Written exercise 1> Filter the records and copy every line that contains the string "food", treating uppercase and lowercase letters as distinct.

Selected excerpt>
--- --- ---
Like many of his ilk, Long has a reductionist understanding of Texas history. To be sure Mexicans were astoundingly generous to norteamericano colonists. A head of a household normally received a league and a labor. That amounted to a whopping 4,605 acres. Additionally, immigrants could also expect a tax rebate until they got on their feet in their adopted homeland. Americans who had been ruined in the Panic of 1819 flocked to Mexican Texas by the thousands. And they were grateful to Mexico for the chance–and a place–to make a fresh start. To most American immigrants, it seemed as if Mexico offered more opportunity than the “land of opportunity” itself. Still – and this is the part Mr. Long conveniently remembers to forget – most Texians immigrated under the Mexican Constitution of 1824. Under that covenant Mexican citizens enjoyed a republican form of government and most of the power of government resided at the state and local levels. Indeed, the Mexican federalists were great admirers of the United States Constitution of 1787 and employed it as a model for their 1824 charter. When Santa Anna revoked the Constitution of 1824 and declared himself dictator in 1835, all bets were off. American Mexicans considered themselves bound to the old constitution and were not about to sit still and be quiet while a military dictator appropriated the reins of government. They were not, however, alone it that. Many Federalistias –Mexicans loyal to the Constitution of 1824 – also took up arms to resist Santa Anna’s centralist regime.

So the revolt that began near Gonzales in October 2, 1835, was a civil war – not a bid for complete separation from Mexico. Both Anglo-Celtic Texians and the native Tejanos fought for self-government within the federalist system created by the Constitution of 1824. The war was not, as some have insisted, a “culture conflict.” Indeed, many Texas Mexicans joined with norteamericano neighbors to resist the centralistas.
--- --- ---
Records provided>
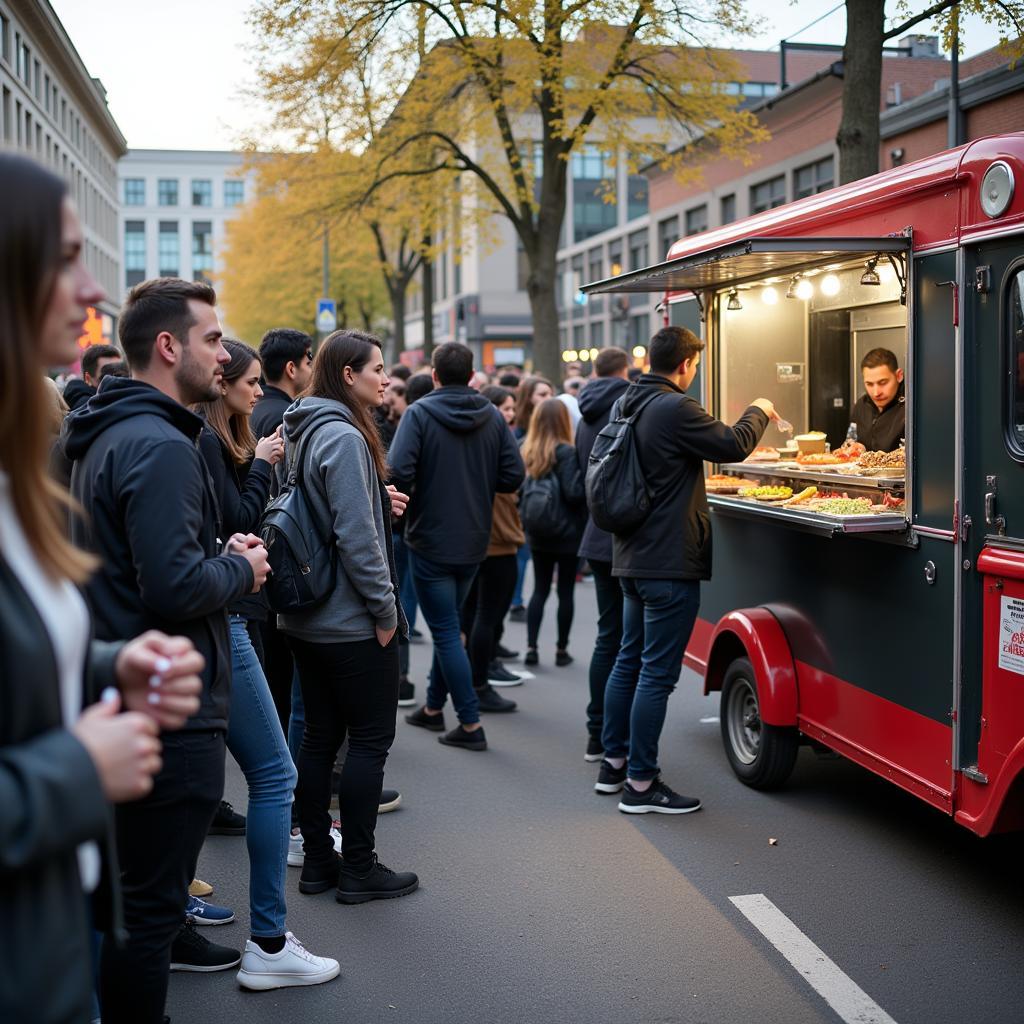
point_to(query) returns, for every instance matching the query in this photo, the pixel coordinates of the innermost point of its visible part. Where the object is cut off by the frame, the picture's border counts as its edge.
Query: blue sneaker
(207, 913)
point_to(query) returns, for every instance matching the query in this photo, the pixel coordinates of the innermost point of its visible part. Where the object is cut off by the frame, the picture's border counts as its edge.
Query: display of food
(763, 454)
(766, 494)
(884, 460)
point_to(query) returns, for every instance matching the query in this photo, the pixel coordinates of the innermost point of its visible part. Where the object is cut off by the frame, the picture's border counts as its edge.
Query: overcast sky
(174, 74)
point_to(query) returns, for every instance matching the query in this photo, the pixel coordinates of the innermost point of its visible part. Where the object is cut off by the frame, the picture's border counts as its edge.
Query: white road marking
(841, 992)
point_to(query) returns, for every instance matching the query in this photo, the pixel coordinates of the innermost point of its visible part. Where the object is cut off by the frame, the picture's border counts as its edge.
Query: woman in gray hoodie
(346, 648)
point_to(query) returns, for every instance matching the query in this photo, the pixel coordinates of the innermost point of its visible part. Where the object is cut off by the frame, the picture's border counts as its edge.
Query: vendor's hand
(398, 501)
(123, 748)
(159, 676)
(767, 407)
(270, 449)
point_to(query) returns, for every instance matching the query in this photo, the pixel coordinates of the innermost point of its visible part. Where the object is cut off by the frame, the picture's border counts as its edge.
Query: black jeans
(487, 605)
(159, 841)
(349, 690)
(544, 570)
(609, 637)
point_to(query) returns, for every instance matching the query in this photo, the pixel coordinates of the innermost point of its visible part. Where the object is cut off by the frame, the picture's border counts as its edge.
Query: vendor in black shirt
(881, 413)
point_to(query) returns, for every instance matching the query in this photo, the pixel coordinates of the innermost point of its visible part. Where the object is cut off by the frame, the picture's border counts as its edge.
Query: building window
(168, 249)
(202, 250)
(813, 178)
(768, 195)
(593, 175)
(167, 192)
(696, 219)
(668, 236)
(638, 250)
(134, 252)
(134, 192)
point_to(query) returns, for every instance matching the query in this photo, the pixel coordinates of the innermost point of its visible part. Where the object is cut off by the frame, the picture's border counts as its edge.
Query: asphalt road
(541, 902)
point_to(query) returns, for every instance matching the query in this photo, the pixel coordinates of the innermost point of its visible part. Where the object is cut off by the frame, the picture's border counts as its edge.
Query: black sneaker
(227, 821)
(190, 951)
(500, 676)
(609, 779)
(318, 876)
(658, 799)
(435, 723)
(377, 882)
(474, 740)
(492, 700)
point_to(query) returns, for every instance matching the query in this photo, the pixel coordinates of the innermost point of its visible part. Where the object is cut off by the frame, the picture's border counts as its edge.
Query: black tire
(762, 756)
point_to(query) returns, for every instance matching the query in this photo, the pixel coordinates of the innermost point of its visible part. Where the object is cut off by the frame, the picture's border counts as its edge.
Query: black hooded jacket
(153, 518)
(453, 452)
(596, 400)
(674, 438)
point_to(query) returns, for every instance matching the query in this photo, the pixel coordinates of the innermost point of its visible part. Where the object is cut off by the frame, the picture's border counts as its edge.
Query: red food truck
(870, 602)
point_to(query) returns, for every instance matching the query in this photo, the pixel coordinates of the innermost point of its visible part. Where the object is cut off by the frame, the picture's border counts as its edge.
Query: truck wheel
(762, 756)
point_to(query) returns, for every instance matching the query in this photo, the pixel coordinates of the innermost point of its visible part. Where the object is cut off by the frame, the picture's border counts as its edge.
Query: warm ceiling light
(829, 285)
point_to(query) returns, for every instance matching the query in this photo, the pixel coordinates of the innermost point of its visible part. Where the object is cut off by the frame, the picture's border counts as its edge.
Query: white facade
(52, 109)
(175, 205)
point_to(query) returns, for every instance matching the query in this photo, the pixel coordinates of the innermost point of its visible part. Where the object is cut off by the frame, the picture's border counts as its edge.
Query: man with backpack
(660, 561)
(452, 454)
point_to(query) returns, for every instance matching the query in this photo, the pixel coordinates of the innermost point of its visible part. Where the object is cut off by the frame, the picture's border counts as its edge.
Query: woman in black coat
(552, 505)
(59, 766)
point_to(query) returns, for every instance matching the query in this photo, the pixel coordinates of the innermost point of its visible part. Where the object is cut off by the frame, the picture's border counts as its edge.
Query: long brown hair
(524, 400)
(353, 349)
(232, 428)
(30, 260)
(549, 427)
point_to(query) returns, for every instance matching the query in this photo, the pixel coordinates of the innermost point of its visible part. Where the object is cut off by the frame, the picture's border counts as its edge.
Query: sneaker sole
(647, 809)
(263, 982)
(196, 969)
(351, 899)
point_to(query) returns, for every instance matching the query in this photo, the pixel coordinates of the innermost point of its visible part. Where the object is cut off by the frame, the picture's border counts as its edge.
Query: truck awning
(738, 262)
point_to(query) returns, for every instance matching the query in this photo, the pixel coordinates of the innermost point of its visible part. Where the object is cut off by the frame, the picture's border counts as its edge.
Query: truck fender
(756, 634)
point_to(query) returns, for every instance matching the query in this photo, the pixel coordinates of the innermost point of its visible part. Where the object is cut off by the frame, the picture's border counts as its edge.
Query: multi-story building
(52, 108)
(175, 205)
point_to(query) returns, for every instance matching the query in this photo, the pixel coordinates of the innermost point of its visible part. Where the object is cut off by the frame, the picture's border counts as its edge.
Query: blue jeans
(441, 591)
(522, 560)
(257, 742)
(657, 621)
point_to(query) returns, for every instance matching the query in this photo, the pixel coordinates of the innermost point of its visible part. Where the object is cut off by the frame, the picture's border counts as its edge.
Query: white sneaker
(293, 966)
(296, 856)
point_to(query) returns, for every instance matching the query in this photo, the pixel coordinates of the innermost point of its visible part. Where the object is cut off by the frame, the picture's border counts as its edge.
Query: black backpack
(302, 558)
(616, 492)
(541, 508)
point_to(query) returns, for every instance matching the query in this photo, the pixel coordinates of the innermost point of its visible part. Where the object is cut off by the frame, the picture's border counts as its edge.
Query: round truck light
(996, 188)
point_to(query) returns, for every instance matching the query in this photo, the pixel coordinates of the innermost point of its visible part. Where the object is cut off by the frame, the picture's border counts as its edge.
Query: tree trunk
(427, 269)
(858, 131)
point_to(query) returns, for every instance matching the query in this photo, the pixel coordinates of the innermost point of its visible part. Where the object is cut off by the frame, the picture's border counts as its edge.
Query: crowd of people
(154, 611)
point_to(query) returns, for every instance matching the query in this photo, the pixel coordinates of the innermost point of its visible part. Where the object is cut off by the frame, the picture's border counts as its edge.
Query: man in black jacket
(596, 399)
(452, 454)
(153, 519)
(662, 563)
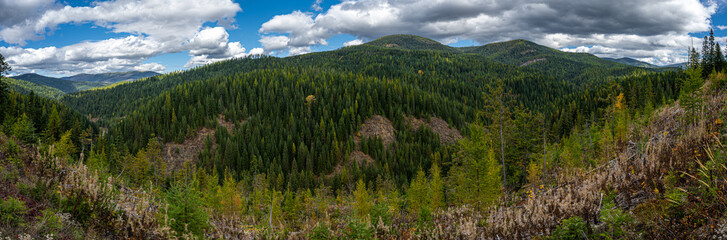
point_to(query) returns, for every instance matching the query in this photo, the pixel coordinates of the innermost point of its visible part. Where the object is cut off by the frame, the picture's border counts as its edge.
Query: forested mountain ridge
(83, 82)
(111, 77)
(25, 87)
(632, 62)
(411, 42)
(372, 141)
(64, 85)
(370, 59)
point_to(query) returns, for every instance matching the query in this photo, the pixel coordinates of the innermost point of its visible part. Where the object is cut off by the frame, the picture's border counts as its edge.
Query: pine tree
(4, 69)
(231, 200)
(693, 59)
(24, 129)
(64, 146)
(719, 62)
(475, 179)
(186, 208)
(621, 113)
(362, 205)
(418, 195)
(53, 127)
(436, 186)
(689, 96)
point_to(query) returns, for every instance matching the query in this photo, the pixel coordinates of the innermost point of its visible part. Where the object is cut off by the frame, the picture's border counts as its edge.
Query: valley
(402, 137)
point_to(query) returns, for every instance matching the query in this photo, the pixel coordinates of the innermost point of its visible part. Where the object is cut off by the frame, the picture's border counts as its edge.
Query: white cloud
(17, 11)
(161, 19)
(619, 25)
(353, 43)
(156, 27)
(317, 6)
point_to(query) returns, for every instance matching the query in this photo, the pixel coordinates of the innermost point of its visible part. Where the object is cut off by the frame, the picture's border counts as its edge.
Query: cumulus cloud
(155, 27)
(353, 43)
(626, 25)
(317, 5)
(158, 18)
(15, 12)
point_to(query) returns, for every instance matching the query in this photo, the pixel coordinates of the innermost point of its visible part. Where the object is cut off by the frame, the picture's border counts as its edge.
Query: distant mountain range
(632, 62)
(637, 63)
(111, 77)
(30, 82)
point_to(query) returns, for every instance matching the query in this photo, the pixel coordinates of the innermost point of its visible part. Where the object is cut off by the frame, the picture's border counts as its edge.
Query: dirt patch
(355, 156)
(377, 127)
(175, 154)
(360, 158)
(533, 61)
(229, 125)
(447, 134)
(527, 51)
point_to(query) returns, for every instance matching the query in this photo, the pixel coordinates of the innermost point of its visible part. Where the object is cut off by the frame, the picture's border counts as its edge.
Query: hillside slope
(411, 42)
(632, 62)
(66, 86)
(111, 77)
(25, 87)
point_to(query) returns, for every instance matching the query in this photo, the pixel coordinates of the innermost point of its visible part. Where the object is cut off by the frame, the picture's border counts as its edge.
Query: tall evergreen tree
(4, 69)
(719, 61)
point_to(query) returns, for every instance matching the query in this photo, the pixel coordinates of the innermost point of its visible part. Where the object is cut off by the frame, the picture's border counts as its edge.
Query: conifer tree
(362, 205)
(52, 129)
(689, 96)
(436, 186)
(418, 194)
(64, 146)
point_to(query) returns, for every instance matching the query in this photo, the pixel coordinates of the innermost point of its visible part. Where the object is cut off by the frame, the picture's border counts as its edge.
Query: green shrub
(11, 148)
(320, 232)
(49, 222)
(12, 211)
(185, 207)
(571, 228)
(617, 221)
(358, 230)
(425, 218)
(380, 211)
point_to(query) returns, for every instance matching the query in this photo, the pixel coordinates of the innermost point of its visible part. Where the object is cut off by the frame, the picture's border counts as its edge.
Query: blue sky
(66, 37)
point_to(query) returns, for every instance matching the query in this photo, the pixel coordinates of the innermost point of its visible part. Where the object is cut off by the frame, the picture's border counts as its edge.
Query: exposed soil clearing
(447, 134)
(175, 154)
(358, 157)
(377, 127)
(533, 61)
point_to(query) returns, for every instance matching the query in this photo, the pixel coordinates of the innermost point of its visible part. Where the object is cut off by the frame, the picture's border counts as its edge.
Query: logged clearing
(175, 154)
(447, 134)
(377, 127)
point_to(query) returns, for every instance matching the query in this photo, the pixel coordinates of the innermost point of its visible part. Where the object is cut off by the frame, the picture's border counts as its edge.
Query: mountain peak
--- --- ---
Written exercise 2>
Answer the following questions using the Texas history passage above:
(a) How many acres did a league and a labor amount to?
(b) In what year did Santa Anna revoke the Constitution of 1824 and declare himself dictator?
(c) On what date did the revolt near Gonzales begin?

Exercise output 1>
Query: display of food
Query: red food truck

Exercise output 2>
(a) 4,605 acres
(b) 1835
(c) October 2, 1835